[Dataset records]

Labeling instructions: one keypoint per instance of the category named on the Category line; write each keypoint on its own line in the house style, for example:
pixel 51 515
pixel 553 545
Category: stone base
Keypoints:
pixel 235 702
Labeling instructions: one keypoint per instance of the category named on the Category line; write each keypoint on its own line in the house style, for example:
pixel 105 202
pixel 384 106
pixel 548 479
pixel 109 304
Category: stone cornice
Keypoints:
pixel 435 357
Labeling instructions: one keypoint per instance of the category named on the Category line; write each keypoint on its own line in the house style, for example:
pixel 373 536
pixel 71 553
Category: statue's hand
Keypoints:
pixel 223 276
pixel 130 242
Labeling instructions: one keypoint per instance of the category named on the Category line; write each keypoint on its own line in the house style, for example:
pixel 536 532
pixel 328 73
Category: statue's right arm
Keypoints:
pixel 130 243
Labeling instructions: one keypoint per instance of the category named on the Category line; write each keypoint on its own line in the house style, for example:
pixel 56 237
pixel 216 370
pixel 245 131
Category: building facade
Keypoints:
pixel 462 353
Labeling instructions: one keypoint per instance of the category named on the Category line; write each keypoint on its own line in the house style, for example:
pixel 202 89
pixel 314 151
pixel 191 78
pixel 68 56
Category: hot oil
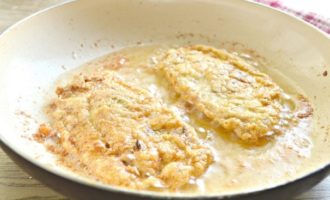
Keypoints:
pixel 237 166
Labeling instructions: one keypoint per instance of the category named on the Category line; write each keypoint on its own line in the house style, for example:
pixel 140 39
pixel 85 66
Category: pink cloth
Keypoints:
pixel 311 17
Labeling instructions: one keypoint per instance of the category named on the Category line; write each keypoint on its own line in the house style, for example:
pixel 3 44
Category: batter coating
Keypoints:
pixel 226 89
pixel 123 136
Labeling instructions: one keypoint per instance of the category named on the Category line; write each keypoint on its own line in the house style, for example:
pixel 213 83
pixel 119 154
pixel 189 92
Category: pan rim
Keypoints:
pixel 158 195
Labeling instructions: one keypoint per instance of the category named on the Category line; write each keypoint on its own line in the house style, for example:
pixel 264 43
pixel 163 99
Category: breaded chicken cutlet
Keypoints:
pixel 124 136
pixel 228 90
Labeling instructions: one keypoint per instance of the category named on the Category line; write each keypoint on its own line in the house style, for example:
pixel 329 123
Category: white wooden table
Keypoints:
pixel 16 184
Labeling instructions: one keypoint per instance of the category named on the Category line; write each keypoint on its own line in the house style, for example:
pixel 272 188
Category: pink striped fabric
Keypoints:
pixel 311 17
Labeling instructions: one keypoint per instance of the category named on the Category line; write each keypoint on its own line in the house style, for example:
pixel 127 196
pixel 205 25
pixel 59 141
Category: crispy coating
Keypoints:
pixel 226 89
pixel 122 135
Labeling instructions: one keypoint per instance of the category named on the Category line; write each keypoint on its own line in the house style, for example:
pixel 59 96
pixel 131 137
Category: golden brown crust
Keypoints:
pixel 123 136
pixel 226 89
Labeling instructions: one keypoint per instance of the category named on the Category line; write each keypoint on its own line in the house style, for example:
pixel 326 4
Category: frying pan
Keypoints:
pixel 37 50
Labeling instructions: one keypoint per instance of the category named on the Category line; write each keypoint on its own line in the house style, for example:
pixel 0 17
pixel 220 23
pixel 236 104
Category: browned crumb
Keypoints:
pixel 109 128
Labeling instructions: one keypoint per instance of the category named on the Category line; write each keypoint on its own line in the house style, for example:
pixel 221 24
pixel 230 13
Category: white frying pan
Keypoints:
pixel 34 52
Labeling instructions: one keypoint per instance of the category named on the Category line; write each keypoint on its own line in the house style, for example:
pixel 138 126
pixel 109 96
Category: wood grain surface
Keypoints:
pixel 16 184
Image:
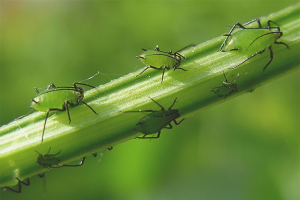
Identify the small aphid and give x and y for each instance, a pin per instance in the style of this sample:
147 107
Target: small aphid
19 185
59 99
49 161
252 41
156 120
227 88
160 60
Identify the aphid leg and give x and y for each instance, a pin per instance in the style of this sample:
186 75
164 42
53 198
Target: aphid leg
180 68
77 83
177 123
50 109
271 58
254 20
154 137
51 86
81 163
164 68
283 44
240 26
37 91
89 107
259 52
19 185
169 127
172 104
269 25
53 154
41 175
229 34
67 108
226 81
148 68
139 111
162 108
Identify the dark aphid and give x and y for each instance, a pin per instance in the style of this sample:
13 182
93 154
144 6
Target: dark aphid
156 120
160 60
59 99
48 160
227 88
252 41
19 185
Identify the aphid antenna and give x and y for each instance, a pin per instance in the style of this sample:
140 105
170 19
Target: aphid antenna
269 34
19 185
186 47
173 104
162 108
88 79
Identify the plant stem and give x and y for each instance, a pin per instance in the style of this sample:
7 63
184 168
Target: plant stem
89 133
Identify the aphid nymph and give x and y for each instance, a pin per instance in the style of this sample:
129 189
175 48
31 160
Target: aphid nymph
160 60
59 99
252 41
156 120
50 161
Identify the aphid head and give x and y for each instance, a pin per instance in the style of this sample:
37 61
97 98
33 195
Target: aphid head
39 158
141 57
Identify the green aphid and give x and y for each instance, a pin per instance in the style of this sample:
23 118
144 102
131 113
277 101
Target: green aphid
59 99
49 161
252 41
156 120
160 60
19 185
227 88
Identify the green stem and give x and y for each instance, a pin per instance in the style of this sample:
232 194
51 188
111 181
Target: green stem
89 133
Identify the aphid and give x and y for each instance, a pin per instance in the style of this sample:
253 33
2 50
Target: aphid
227 88
156 120
19 185
160 60
252 41
49 161
59 99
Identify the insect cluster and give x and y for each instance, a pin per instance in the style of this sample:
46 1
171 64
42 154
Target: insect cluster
248 41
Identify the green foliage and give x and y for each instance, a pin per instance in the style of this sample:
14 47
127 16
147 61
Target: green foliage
247 147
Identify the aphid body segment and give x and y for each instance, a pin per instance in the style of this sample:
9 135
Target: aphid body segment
227 88
156 120
160 60
58 99
19 185
252 41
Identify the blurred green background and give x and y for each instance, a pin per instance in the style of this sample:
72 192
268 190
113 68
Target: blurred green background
246 148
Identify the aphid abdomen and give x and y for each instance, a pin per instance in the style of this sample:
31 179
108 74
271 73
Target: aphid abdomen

[/Dataset records]

*Problem statement*. Repeat, exactly as they stand above, the lines from the line with "pixel 205 25" to the line with "Category: wood grain surface", both lines included.

*Solution for this exercise*.
pixel 205 25
pixel 59 141
Category: crispy coating
Keypoints:
pixel 226 89
pixel 122 135
Labeling instructions: one keypoint per instance of the category named on the Category line; write each keypoint on its own line in the house style, for example:
pixel 59 96
pixel 131 137
Category: golden brown crust
Keypoints:
pixel 123 136
pixel 226 89
Labeling instructions: one keypoint per instance of the category named on the Category line; write each keypoint on its own line in the house style, for example:
pixel 326 4
Category: frying pan
Keypoints:
pixel 37 50
Labeling instructions: one keypoint per instance of the category named on the Category line; write each keypoint on its own line in the house style, for example:
pixel 0 17
pixel 220 23
pixel 236 104
Category: browned crumb
Keypoints:
pixel 109 128
Labeling instructions: one keypoint per instance of the category named on the Category line; write each keypoint on its own line in the house style, for example:
pixel 221 24
pixel 230 13
Category: white frying pan
Keypoints:
pixel 34 52
Labeling instructions: one keypoint per instance of the category named on the Category line; write each keypoint on its own line in the house style, for example:
pixel 138 126
pixel 109 96
Category: wood grain surface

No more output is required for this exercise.